▶ _TEXTO DA PÁGINA_
O acordo de leniência não deve ser usado como instrumento de dano, e sim como meio para dar celeridade ao processo de investigação e punição das empresas. Essa é a avaliação do advogado Valdir Simão, ex-ministro do Planejamento e da Controladoria-Geral da União. Ele participou do seminário “O interesse público e as novas relações entre Estado e empresas”, organizado pela ConJur, com apoio do escritório Warde Advogados, no final de novembro passado.

Humberto Eduardo de Sousa
Acordo de leniência não deve ser usado como instrumento de dano, defende Valdir Simão.
Humberto Eduardo de Sousa

De acordo com Simão, é preciso acelerar as colaborações de empresas. A seu ver, o processo desde o início da cooperação até a aplicação da multa deve ser de meses, não anos, como vem ocorrendo em alguns casos.

Na visão do ex-ministro, há uma overdose de controle. "Precisamos que haja mais qualidade, assim haverá controle que estimule o comportamento adequado. Não vamos eliminar a corrupção, mas vamos saber o que fazer."

Trechos de conjunto de dados de anotação de localização:
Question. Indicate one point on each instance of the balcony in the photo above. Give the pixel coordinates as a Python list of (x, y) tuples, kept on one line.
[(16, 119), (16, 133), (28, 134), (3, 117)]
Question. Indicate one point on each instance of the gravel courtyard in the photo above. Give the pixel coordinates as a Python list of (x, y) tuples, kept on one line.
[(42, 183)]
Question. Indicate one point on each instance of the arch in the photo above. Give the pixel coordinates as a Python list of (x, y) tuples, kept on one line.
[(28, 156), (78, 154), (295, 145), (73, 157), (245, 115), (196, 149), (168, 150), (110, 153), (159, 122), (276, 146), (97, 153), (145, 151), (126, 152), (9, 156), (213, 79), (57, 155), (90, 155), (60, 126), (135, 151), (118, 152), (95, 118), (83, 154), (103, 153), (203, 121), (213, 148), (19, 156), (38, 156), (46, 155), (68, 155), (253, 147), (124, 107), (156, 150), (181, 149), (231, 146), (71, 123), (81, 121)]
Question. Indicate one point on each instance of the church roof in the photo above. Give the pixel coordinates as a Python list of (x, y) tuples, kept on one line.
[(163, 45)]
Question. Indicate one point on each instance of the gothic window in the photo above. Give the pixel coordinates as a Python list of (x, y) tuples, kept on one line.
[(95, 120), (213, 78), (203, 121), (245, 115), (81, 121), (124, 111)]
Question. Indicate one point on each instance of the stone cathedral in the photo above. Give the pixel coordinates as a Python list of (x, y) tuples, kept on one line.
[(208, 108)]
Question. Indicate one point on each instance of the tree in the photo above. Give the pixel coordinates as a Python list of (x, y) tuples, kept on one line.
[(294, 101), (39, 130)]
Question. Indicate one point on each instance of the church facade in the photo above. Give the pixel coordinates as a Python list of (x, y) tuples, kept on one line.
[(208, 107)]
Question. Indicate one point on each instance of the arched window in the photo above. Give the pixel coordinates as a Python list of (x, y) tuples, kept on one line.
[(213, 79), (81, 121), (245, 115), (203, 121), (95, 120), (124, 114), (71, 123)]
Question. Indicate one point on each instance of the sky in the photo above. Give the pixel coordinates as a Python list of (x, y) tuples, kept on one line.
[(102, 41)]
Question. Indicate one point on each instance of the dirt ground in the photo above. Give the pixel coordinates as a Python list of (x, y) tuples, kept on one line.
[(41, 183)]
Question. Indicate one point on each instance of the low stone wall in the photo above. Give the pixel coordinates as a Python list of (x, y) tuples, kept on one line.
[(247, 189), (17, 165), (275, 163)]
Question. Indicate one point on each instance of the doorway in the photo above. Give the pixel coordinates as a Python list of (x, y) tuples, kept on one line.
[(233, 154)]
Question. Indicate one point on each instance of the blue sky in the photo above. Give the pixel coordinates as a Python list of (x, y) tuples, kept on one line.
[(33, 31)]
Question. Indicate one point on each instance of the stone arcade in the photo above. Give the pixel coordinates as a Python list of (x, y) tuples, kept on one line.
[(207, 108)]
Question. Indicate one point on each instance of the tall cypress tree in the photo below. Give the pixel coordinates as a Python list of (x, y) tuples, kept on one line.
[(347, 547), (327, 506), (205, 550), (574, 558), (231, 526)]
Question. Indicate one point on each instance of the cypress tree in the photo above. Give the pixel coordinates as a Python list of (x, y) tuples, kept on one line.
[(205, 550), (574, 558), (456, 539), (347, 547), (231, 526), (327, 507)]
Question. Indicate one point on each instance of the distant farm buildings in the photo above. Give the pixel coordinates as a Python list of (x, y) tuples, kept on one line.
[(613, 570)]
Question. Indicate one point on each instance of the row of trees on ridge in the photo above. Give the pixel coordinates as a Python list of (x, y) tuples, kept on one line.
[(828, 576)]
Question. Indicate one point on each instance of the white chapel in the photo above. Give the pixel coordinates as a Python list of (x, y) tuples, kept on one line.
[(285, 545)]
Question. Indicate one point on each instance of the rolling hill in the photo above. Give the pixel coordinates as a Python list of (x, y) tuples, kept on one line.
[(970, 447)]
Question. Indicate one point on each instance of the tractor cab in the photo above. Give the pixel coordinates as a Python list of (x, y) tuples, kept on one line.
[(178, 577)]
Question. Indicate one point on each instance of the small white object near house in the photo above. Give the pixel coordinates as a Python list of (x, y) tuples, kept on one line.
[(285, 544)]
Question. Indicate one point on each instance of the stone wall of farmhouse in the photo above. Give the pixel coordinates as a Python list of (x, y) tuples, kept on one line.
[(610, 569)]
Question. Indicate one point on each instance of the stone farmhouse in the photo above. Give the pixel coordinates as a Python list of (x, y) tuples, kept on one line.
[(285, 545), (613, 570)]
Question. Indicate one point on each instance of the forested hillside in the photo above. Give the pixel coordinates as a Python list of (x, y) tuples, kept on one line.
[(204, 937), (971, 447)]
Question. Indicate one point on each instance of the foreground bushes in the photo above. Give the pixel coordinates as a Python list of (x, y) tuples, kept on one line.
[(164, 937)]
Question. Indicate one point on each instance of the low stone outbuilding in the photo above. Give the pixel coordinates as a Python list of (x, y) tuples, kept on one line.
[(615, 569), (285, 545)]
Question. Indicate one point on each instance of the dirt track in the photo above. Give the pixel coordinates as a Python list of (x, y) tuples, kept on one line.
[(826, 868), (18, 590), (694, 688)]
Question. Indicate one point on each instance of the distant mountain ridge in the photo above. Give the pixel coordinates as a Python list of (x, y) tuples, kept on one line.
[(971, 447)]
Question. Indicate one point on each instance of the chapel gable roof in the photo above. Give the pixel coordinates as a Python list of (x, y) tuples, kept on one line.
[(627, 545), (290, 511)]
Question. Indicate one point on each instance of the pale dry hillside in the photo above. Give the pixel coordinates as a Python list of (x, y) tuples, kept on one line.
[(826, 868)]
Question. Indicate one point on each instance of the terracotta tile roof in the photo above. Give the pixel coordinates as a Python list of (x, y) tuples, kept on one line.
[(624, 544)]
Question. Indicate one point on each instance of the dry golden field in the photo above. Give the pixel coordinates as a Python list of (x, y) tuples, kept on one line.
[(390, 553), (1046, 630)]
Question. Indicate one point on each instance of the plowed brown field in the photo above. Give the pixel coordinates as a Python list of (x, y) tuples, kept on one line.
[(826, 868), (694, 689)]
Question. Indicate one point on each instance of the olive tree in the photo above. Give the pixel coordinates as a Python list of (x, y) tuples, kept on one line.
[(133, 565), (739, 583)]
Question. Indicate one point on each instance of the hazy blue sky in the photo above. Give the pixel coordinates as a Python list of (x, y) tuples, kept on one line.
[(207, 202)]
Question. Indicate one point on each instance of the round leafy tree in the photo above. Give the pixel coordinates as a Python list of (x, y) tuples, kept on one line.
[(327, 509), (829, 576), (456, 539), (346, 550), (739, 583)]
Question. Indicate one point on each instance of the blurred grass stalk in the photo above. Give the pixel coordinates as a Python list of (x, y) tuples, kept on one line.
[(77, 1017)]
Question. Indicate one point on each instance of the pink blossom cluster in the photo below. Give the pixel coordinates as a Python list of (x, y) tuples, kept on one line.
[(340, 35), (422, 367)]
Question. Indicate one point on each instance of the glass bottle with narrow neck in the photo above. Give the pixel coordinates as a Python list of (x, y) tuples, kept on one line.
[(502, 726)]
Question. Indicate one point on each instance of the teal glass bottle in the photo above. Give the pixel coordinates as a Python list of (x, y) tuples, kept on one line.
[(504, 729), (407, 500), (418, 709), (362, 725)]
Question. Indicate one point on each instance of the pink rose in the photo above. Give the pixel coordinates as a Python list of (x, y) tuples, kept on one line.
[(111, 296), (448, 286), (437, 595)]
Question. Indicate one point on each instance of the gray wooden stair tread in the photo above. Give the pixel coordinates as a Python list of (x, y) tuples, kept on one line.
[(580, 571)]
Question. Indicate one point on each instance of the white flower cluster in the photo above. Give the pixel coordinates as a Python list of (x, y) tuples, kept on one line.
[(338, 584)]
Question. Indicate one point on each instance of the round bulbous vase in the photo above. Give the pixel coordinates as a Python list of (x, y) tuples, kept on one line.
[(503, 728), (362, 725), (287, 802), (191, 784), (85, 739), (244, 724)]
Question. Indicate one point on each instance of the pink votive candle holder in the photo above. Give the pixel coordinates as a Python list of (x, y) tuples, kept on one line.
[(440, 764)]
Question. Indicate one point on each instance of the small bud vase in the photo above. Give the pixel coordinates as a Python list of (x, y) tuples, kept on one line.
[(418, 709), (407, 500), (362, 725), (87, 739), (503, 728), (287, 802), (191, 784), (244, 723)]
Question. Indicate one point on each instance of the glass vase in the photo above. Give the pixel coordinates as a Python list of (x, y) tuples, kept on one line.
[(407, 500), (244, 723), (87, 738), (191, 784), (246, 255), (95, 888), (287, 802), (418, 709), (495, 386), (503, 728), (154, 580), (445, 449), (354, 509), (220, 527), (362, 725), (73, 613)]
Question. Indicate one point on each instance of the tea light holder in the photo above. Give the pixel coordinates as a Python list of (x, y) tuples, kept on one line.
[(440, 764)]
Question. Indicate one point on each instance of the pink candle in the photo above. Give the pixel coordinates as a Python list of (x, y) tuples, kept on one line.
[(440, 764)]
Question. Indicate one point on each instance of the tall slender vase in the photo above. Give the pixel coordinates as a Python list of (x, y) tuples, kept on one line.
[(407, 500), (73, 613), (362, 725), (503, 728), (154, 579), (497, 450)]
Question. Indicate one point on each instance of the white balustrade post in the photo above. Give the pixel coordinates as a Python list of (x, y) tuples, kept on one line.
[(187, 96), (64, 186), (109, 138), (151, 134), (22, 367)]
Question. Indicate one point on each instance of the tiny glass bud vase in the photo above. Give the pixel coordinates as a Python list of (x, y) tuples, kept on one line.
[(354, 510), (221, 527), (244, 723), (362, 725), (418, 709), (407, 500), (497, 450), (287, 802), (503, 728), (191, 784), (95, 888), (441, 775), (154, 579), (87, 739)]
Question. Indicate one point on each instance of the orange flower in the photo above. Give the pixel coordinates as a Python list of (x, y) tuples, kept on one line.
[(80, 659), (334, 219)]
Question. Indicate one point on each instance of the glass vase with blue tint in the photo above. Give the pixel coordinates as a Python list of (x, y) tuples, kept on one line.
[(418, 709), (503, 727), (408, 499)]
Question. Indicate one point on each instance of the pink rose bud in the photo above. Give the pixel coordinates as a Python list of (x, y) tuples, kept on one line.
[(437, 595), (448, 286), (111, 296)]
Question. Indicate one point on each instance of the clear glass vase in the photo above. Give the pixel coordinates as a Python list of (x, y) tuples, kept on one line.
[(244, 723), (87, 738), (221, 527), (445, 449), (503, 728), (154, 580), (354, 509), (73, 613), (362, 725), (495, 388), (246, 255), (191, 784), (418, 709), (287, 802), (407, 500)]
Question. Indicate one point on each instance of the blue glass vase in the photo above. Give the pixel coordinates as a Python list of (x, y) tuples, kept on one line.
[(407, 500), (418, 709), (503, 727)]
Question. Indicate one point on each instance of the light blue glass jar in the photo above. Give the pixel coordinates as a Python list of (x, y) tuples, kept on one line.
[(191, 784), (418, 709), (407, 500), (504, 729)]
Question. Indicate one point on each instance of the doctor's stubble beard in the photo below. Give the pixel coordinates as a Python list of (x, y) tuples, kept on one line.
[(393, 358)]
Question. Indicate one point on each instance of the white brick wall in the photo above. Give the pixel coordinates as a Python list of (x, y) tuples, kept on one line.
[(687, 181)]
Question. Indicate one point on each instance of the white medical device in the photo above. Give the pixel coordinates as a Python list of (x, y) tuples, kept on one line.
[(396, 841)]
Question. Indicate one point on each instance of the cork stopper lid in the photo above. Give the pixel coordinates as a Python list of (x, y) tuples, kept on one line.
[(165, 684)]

▶ _AÇÕES NECESSÁRIAS_
1) Como fica em inglês esta frase do texto sobre o acordo de leniência: "De acordo com Simão, é preciso acelerar as colaborações de empresas."?
2) Que cargos ou funções o texto sobre o acordo de leniência atribui a Valdir Simão? Liste todos.
3) Responda com base no texto sobre o acordo de leniência:
(a) Quem organizou o seminário de que Simão participou?
(b) Segundo Simão, quanto deve durar o processo desde o início da cooperação até a aplicação da multa?
(c) O que há em excesso, na visão do ex-ministro?
Os registros foram retirados de outra fonte.

▶ _RESULTADOS DAS TAREFAS_
1) According to Simão, companies' collaborations need to be sped up.

2)
- Advogado
- Ex-ministro do Planejamento
- Ex-ministro da Controladoria-Geral da União

3)
(a) A ConJur, com apoio do escritório Warde Advogados.
(b) Meses, não anos.
(c) Controle; ele fala em uma overdose de controle.